[Records from a dataset]
*** Block opens ***

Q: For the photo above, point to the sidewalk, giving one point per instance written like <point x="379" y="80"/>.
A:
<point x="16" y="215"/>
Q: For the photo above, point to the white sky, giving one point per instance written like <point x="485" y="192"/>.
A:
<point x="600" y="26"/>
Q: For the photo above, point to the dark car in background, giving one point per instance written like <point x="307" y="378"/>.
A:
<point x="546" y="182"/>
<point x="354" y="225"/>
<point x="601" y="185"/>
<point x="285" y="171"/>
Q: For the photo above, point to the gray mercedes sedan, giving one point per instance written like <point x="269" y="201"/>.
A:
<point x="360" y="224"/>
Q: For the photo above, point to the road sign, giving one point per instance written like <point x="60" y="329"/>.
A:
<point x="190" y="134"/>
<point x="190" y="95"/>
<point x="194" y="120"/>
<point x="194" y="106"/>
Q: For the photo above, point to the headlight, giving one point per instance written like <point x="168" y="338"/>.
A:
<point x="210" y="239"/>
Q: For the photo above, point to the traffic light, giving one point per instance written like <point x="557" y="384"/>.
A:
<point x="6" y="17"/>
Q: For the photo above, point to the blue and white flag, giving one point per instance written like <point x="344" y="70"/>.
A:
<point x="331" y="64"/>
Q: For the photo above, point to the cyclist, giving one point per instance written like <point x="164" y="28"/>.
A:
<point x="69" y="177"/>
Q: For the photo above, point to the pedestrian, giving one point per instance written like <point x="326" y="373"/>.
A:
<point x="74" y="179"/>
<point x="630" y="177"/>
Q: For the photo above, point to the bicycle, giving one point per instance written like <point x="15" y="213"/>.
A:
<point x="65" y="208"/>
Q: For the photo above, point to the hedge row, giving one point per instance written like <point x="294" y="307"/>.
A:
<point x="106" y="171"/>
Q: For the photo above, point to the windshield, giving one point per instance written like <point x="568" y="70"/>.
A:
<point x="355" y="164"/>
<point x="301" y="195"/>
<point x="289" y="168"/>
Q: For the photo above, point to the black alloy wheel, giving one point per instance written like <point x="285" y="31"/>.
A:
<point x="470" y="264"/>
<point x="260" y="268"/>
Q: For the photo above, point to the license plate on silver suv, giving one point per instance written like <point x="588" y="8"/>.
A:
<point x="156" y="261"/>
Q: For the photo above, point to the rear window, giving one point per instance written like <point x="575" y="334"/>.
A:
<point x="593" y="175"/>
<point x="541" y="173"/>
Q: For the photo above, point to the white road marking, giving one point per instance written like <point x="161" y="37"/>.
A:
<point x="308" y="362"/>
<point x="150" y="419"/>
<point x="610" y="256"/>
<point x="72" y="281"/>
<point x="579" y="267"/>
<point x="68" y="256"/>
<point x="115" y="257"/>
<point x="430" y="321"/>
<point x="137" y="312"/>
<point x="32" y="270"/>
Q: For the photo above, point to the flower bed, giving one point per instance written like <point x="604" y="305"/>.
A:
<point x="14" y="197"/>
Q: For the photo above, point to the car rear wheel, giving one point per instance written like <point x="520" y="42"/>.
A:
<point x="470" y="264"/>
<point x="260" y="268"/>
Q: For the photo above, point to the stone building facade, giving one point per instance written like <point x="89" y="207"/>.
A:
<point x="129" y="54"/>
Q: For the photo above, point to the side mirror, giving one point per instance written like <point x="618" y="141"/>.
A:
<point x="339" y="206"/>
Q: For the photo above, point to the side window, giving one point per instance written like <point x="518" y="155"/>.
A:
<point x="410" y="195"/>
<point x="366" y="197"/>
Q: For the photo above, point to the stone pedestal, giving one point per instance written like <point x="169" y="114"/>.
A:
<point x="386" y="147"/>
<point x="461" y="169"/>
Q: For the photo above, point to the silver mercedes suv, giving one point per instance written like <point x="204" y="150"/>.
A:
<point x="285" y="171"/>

*** Block closes ***

■ Assigned task ■
Would you give the number of lines of the data that include the string "wheel"? Nothing else is wanted.

■ Solution for this exercise ■
2